_WHAT THIS TASK INVOLVES_
Every entry must come back exactly as it was given.

Referring expression data
=== Begin Enclosure ===
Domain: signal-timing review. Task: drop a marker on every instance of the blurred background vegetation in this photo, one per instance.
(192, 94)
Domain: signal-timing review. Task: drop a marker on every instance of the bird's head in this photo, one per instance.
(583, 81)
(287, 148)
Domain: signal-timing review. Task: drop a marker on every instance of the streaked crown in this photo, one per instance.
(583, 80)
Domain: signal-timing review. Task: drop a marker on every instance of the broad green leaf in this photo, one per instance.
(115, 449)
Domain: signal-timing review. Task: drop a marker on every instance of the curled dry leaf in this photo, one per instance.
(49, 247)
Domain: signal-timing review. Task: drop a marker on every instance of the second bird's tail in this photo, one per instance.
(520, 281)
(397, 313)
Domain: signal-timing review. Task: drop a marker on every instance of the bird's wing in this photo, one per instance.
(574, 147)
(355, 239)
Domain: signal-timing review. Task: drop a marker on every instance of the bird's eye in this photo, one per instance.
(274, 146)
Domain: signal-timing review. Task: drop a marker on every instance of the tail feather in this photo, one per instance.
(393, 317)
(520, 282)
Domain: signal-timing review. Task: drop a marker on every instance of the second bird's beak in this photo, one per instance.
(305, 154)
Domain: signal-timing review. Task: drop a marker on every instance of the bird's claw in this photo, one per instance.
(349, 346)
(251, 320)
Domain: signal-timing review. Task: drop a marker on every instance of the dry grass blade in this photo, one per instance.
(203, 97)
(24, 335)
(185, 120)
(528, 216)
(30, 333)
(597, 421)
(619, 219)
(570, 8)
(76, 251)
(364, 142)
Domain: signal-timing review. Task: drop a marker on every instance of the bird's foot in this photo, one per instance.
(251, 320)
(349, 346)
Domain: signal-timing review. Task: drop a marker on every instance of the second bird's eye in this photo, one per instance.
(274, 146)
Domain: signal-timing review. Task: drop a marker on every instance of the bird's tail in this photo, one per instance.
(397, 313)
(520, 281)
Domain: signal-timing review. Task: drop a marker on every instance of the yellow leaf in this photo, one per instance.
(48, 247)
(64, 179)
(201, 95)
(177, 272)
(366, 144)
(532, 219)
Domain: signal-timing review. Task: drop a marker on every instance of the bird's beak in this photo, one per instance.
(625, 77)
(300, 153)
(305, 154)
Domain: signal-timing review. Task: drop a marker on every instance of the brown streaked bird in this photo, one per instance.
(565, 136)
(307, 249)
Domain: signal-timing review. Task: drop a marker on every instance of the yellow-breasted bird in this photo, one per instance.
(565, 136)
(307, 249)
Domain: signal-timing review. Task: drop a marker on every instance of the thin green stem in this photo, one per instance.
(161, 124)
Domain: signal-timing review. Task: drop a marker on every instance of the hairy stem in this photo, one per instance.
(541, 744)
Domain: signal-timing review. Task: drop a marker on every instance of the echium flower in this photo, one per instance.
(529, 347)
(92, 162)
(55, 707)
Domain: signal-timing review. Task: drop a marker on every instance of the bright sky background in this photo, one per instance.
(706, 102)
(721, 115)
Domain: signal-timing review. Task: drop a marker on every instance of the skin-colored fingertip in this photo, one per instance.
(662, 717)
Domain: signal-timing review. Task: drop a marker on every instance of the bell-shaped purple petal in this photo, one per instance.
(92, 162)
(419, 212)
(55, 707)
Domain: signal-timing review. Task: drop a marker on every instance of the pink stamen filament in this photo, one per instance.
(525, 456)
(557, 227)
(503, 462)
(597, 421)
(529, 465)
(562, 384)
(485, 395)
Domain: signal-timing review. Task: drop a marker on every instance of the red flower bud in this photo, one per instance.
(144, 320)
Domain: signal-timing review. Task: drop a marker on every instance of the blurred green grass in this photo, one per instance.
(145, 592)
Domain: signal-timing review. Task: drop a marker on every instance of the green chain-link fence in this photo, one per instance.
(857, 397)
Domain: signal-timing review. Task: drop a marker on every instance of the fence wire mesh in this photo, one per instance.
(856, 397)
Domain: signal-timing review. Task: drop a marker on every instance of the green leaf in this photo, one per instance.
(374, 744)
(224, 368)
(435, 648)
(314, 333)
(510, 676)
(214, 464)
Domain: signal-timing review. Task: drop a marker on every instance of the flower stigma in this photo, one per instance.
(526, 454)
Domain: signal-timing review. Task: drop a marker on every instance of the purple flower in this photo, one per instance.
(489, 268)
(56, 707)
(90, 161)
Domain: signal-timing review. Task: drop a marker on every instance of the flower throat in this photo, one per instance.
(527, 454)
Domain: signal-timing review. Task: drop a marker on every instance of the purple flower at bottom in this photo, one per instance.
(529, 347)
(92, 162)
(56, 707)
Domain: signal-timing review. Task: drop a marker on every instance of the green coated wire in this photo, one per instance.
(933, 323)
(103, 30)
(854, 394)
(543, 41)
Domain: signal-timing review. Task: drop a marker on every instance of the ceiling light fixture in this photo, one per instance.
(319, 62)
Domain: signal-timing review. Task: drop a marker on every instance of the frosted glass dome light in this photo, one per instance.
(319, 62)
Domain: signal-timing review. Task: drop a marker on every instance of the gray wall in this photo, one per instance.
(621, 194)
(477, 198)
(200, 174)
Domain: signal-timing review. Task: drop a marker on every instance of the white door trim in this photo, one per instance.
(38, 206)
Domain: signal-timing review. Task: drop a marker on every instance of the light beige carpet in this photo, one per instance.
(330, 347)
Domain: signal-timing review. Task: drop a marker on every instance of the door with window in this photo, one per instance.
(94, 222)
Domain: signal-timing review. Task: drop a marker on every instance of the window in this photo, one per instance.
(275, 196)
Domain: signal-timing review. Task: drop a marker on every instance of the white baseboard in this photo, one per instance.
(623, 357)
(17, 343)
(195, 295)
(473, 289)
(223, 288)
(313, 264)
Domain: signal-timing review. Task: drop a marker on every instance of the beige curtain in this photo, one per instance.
=== End Enclosure ===
_WRITTEN RESPONSE_
Domain: signal-timing review. Task: drop a marker on every instance of the blurred background vegetation in this photo, one per instance.
(192, 94)
Domain: signal-timing review. Task: drop a marker on every instance of the bird's head in this photo, one per instance.
(583, 81)
(287, 148)
Domain: signal-timing review. Task: drop a marker on every instance of the streaked crown in this photo, one per instance.
(583, 80)
Domain: signal-timing review. Task: drop a marker on every instance of the broad green leaf in this photo, one per instance.
(115, 449)
Domain: signal-timing review. Task: drop a marker on every instance of the curled dry leaf in this photo, one per instance.
(49, 247)
Domain: signal-timing review. Task: drop a marker on every instance of the second bird's tail in this photo, one per instance.
(520, 281)
(397, 313)
Domain: signal-timing review. Task: drop a marker on every instance of the bird's wing in this photo, one per instance.
(574, 147)
(355, 239)
Domain: signal-timing review. Task: drop a marker on every instance of the bird's eye in this photo, one per instance.
(274, 146)
Domain: signal-timing review. Task: drop a marker on every instance of the tail feather in this photo, one per instance.
(393, 317)
(520, 282)
Domain: signal-timing review. Task: drop a marker on every instance of the second bird's beak in this photo, one per instance.
(305, 154)
Domain: signal-timing review. Task: drop a marker on every instance of the bird's claw in this photo, one per instance.
(349, 346)
(251, 320)
Domain: signal-timing review. Task: drop a marker on every instance of the dry grass blade in this photo, one per instance.
(203, 97)
(24, 335)
(185, 120)
(528, 216)
(30, 333)
(597, 421)
(619, 219)
(570, 8)
(76, 251)
(364, 142)
Domain: signal-timing review. Task: drop a marker on every instance of the bird's foot in this photo, one per instance.
(251, 320)
(349, 346)
Domain: signal-timing review. Task: drop a marker on every instance of the second bird's eye in this photo, one per instance.
(274, 146)
Domain: signal-timing review. Task: drop a marker on every instance of the bird's tail in this photo, one per instance.
(397, 313)
(520, 281)
Domain: signal-timing review. Task: drop a marker on every instance of the yellow leaf in this photo, one per instance.
(48, 247)
(64, 179)
(201, 95)
(177, 272)
(366, 144)
(532, 219)
Domain: signal-timing review. Task: drop a marker on every instance of the bird's beak in this photo, one per instance.
(625, 77)
(300, 153)
(305, 154)
Domain: signal-timing review. Task: drop a marker on every instance of the brown streaked bird in this photo, one per instance.
(565, 136)
(307, 249)
Domain: signal-timing review. Task: drop a marker on every instance of the yellow-breasted bird in this photo, one per instance.
(565, 136)
(307, 249)
Domain: signal-timing review. Task: drop a marker on every instance of the thin green stem in this photo, one per instance.
(161, 124)
Domain: signal-timing review. Task: drop a marker on every instance of the hairy stem in this photo, one per instance.
(541, 744)
Domain: signal-timing review. Task: drop a marker on every instance of the echium flower in this photo, one per instance.
(529, 347)
(92, 162)
(55, 707)
Domain: signal-timing review. Task: drop a marker on every instance of the bright sky background in this photo, one per instance.
(706, 102)
(721, 115)
Domain: signal-timing review. Task: drop a marker on every instance of the skin-colored fingertip in this photo, one per instance.
(662, 717)
Domain: signal-timing review. Task: drop a marker on every instance of the bell-shaped purple petal in this photo, one per instance.
(92, 162)
(419, 212)
(55, 707)
Domain: signal-timing review. Task: drop a marker on every instance of the pink stamen filament in this photo, one per instance.
(525, 456)
(557, 227)
(503, 462)
(597, 421)
(529, 465)
(562, 384)
(485, 395)
Domain: signal-timing review. Task: drop a marker on every instance of the red flower bud in this photo, one per instance.
(144, 320)
Domain: signal-timing review. Task: drop a marker on every instance of the blurred green grass in this photo, one per instance.
(145, 592)
Domain: signal-timing review. Task: drop a marker on every instance of the green chain-link fence in this photo, one per instance.
(857, 397)
Domain: signal-timing review. Task: drop a marker on every instance of the fence wire mesh in this photo, one per instance.
(856, 397)
Domain: signal-timing review. Task: drop a marker on every instance of the green leaf in this photo, one per instance.
(374, 744)
(224, 368)
(435, 648)
(314, 333)
(510, 676)
(214, 464)
Domain: signal-timing review. Task: drop a marker on every instance of the flower stigma in this photo, one per instance.
(526, 454)
Domain: signal-timing review. Task: drop a marker on every instance of the purple flower in this photo, one per instance.
(489, 268)
(56, 707)
(90, 161)
Domain: signal-timing review. Task: drop a marker on every instance of the flower throat in this photo, one per instance.
(527, 454)
Domain: signal-timing review. Task: drop a marker on every instance of the purple flower at bottom in this photo, one per instance.
(529, 347)
(92, 162)
(56, 707)
Domain: signal-timing review. Task: drop a marker on every instance of the green coated wire in this photo, one per instance.
(933, 323)
(103, 30)
(854, 394)
(543, 41)
Domain: signal-timing review. Task: drop a marker on every instance of the ceiling light fixture in this photo, one per instance.
(319, 62)
Domain: signal-timing review. Task: drop a marker on every instance of the frosted glass dome light in this photo, one per instance.
(319, 62)
Domain: signal-timing review. Task: drop a marker on every instance of the gray wall in this photo, one per instance.
(621, 194)
(477, 198)
(200, 174)
Domain: signal-timing review. Task: drop a marker on every instance of the white door trim in this photo, one per instance.
(38, 206)
Domain: signal-timing review. Task: drop a marker on every instance of the light beige carpet in this photo, one per instance.
(330, 347)
Domain: signal-timing review. Task: drop a marker on every instance of the door with window in this photo, one per instance.
(94, 222)
Domain: signal-timing review. Task: drop a marker on every instance of the window in this photo, one per instance.
(275, 196)
Domain: signal-timing review. Task: drop a marker on every instance of the white baseboard in this photo, one per instance.
(623, 357)
(17, 343)
(195, 295)
(473, 289)
(223, 288)
(313, 264)
Domain: signal-timing review. Task: drop a marker on every instance of the beige curtain in this photo, one per instance.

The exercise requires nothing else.